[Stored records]
↓

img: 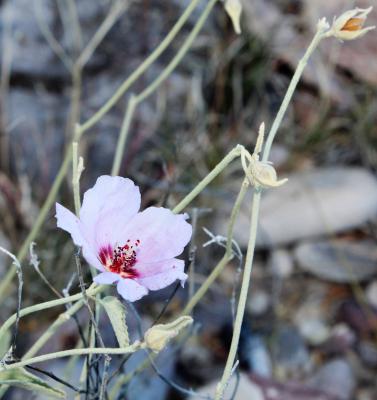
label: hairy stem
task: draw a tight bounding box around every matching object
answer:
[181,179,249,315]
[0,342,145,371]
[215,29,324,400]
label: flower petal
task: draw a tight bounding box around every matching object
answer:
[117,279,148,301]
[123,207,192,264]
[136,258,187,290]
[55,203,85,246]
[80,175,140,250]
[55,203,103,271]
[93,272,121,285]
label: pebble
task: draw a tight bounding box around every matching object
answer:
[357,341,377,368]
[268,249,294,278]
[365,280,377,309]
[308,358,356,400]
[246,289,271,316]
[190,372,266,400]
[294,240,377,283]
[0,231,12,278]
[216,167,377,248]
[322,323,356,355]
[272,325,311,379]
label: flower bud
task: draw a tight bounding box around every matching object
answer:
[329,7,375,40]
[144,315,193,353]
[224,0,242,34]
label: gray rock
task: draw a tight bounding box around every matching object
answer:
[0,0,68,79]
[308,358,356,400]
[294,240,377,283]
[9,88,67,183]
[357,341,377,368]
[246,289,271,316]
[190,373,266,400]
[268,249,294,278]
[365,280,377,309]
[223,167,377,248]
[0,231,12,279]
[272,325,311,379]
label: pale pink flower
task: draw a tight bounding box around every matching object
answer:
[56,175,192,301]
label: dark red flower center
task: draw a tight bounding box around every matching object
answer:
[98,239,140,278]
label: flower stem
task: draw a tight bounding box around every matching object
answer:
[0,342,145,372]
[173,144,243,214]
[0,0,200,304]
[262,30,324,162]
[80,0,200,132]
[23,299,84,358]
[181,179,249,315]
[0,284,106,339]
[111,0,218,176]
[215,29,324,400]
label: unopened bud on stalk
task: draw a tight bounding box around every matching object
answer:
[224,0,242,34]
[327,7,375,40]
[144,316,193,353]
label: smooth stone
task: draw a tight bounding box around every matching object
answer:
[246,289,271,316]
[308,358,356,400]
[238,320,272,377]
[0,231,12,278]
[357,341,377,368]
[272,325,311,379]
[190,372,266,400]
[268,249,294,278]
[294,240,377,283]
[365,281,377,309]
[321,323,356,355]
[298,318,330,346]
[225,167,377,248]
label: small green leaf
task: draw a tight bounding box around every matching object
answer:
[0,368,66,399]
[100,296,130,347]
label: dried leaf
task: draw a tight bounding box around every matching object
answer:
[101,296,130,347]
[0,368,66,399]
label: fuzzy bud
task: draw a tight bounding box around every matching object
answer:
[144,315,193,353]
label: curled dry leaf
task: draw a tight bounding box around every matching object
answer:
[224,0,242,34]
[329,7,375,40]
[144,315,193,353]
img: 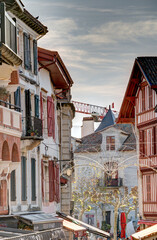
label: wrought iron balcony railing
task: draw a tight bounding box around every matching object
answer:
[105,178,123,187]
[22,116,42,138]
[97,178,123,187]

↑

> **EXERCISE**:
Convert every one of the records above into a two-column CSV with the header row request,boxes and one row per request. Put each request's text in the request column and its answer in the boxes column, each as a single quoted field with line breaks replaced by spaces, and leave the pictures out.

> **OUTPUT**:
request,boxes
"img: label: hairy stem task: draw a tight bounding box around every matching object answer:","[181,179,249,315] [0,342,145,371] [215,29,324,400]"
"label: flower petal task: draw a tight bounding box around every matching object answer:","[117,279,148,301] [123,207,192,264] [136,258,187,290] [55,203,85,246] [80,175,140,250] [55,203,103,271] [93,272,121,285]"
"label: pebble task: draw a tight bounding box around every matching object answer:","[357,341,377,368] [268,249,294,278] [365,280,377,309] [308,358,356,400] [246,289,271,316] [190,372,266,400] [294,240,377,283] [0,231,12,278] [216,167,377,248] [322,323,356,355] [272,325,311,379]"
"label: flower bud task: draw a tight bounding box around every matching object answer:","[329,7,375,40] [144,315,193,353] [224,0,242,34]"
"label: gray rock task: draw a tight bounding box around every matching object answer:","[0,0,68,79] [308,358,356,400] [294,240,377,283] [9,88,67,183] [357,341,377,368] [246,289,271,316] [190,373,266,400] [268,249,294,278] [365,280,377,309] [223,167,377,248] [0,231,12,279] [272,325,311,379]"
"label: pale pink flower task: draw a tight bounding box around every matching object answer:","[56,175,192,301]"
"label: dark red flower center task: draw a tight bounding box around every matching object answer:","[98,239,140,278]"
"label: flower stem task: draw a tight bounding box around every matching object answer:","[0,342,145,372] [173,144,243,214] [0,0,200,304] [262,30,324,162] [80,0,200,132] [23,299,84,358] [181,179,249,315] [0,284,106,339] [111,0,218,176] [215,29,324,400]"
"label: unopened bud on stalk task: draw a tight bounding box around every matching object answer:","[224,0,242,34] [327,7,375,40] [144,316,193,353]"
"label: smooth stone task: draw a tight bounding box around every matching object answer:","[246,289,271,316] [308,358,356,400] [238,320,272,377] [0,231,12,278] [357,341,377,368] [272,325,311,379] [190,372,266,400] [268,249,294,278] [294,240,377,283] [365,281,377,309] [321,323,356,355] [298,318,330,346] [225,167,377,248]"
"label: small green leaf task: draw a tight bounding box around every matching object answer:","[0,368,66,399] [100,296,130,347]"
"label: dried leaf task: draw a tight bounding box around every matching object answer:","[101,296,130,347] [0,368,66,399]"
"label: fuzzy bud task: draw a tight bounding box around every matching object answer:","[144,315,193,353]"
"label: curled dry leaf task: draw a tight bounding box around every matching object answer:","[224,0,242,34] [329,7,375,40] [144,315,193,353]"
"img: label: wrought iron balcony railing task: draw a tight bounding box around every matching object answer:","[105,178,123,187] [22,116,42,138] [97,178,123,187]"